In the lines from the one with "You must produce" to the one with "positive clicks: (710, 187) (670, 188)", change "rough mask" to "coarse mask" and give those lines again with nothing else altered.

*** Begin section ***

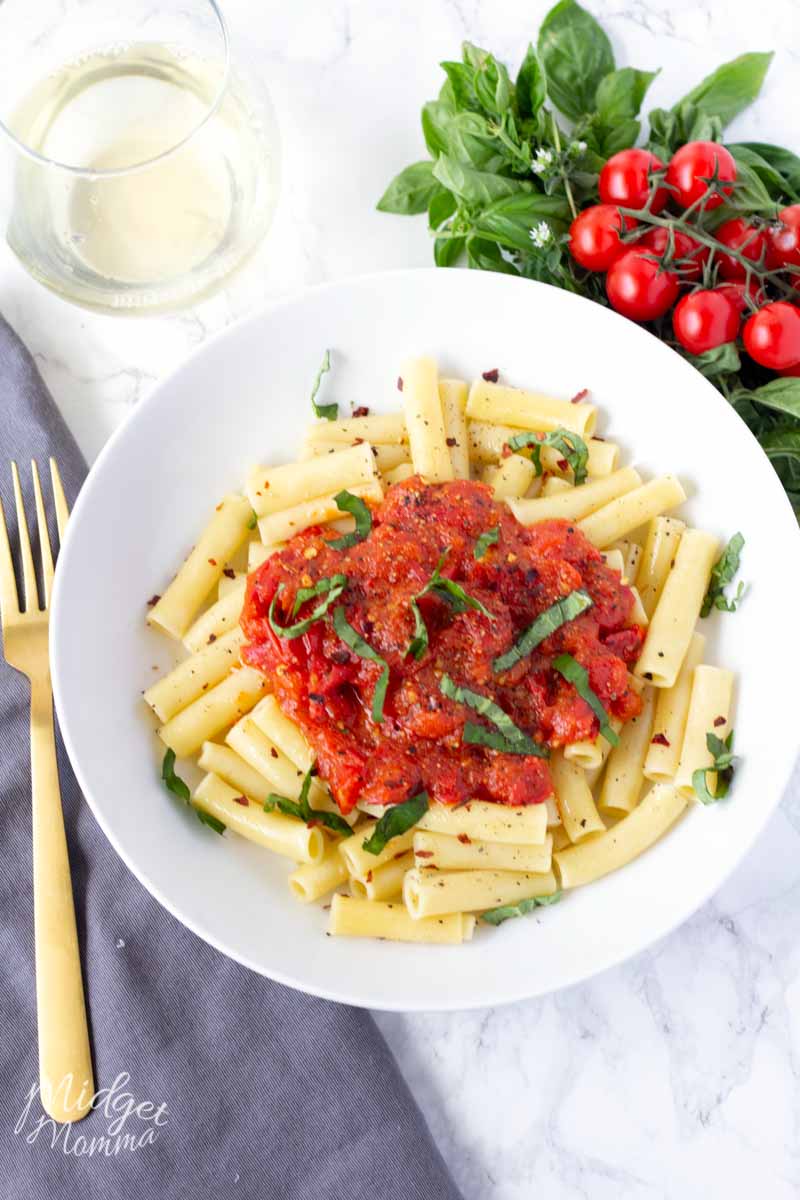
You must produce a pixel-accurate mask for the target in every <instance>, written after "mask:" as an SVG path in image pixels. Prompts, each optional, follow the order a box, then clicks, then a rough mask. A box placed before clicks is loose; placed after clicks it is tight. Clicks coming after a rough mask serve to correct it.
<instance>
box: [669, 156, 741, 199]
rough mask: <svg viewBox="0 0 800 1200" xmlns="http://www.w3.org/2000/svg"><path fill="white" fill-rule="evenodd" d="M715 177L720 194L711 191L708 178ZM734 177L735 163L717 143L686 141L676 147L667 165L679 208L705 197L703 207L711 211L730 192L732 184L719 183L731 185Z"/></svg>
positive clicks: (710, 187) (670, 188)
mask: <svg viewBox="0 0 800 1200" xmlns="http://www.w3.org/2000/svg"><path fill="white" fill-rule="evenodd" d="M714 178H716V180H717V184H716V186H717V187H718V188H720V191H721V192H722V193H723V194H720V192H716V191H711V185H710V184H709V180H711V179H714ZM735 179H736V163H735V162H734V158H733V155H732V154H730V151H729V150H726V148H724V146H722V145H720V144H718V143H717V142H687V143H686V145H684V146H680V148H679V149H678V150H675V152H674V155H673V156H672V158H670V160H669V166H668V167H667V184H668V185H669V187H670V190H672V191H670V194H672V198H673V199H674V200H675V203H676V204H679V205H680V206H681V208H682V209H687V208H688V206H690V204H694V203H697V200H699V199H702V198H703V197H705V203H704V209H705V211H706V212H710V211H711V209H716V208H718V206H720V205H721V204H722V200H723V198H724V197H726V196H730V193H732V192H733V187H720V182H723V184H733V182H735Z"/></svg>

*** End section ***
*** Begin section ***

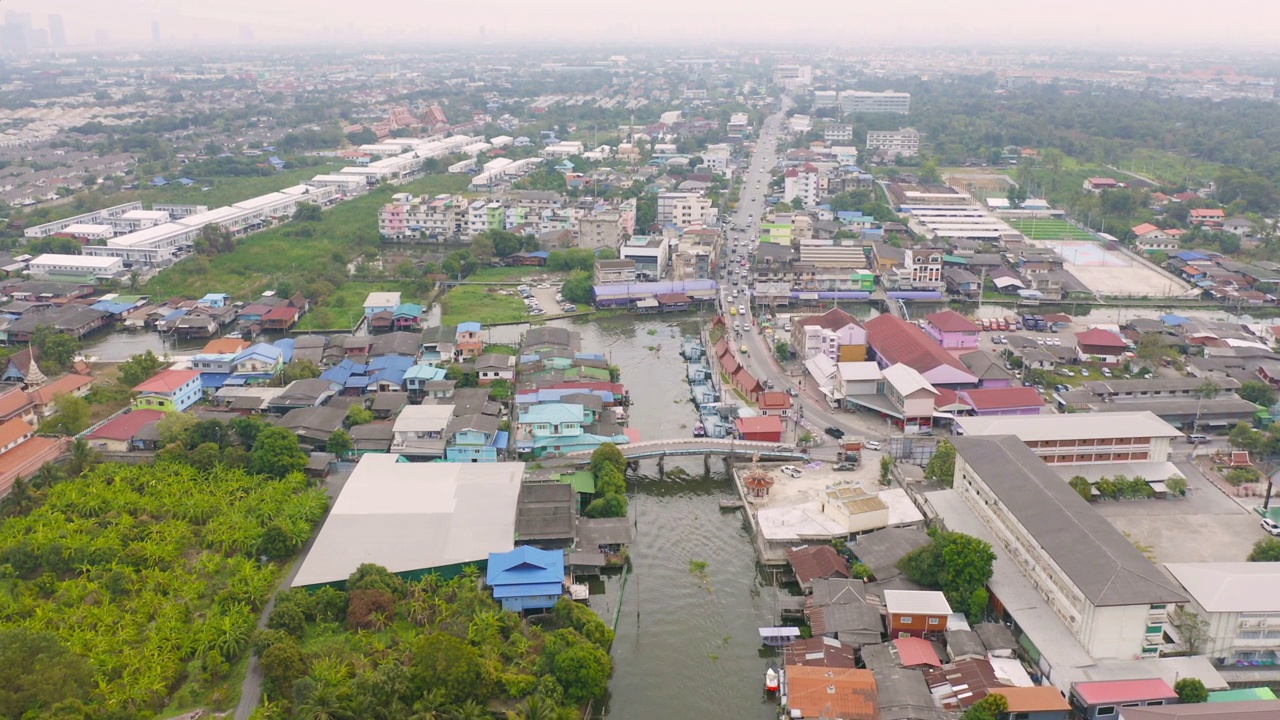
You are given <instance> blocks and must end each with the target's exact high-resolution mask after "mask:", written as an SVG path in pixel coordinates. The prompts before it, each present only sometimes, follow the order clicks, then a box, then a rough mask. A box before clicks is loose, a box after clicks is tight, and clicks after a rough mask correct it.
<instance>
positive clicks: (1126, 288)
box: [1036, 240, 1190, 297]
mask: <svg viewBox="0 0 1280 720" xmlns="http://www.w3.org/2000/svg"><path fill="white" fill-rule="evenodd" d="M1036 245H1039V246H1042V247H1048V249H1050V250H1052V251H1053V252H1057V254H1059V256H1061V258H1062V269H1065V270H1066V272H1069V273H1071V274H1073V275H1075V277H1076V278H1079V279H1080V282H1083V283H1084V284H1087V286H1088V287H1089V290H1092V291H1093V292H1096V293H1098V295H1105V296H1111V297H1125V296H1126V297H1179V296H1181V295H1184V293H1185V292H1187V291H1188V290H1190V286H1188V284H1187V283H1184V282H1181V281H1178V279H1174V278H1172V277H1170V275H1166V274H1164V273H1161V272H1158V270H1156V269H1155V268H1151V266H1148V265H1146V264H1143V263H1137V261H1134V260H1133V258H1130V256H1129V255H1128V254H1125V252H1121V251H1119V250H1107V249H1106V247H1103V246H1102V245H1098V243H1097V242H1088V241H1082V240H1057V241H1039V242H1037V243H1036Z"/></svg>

*** End section ***

◆ Solution below ◆
You must produce a pixel-accurate mask for the target in every <instance>, written after "mask:" as an SVG path in image pixels. Prompts, each optional, follow the order a box, then clicks, then a coarse mask. A box placed before clicks is loose; placed after clicks it is tight. Clicks coming after a coarse mask serve to correct it.
<instance>
box: [669, 156, 741, 199]
coarse mask: <svg viewBox="0 0 800 1200" xmlns="http://www.w3.org/2000/svg"><path fill="white" fill-rule="evenodd" d="M715 177L720 194L711 191L708 178ZM734 177L735 163L717 143L686 141L676 147L667 165L679 208L705 197L703 207L711 211L730 192L732 184L719 183L731 185Z"/></svg>
positive clicks: (710, 187) (670, 188)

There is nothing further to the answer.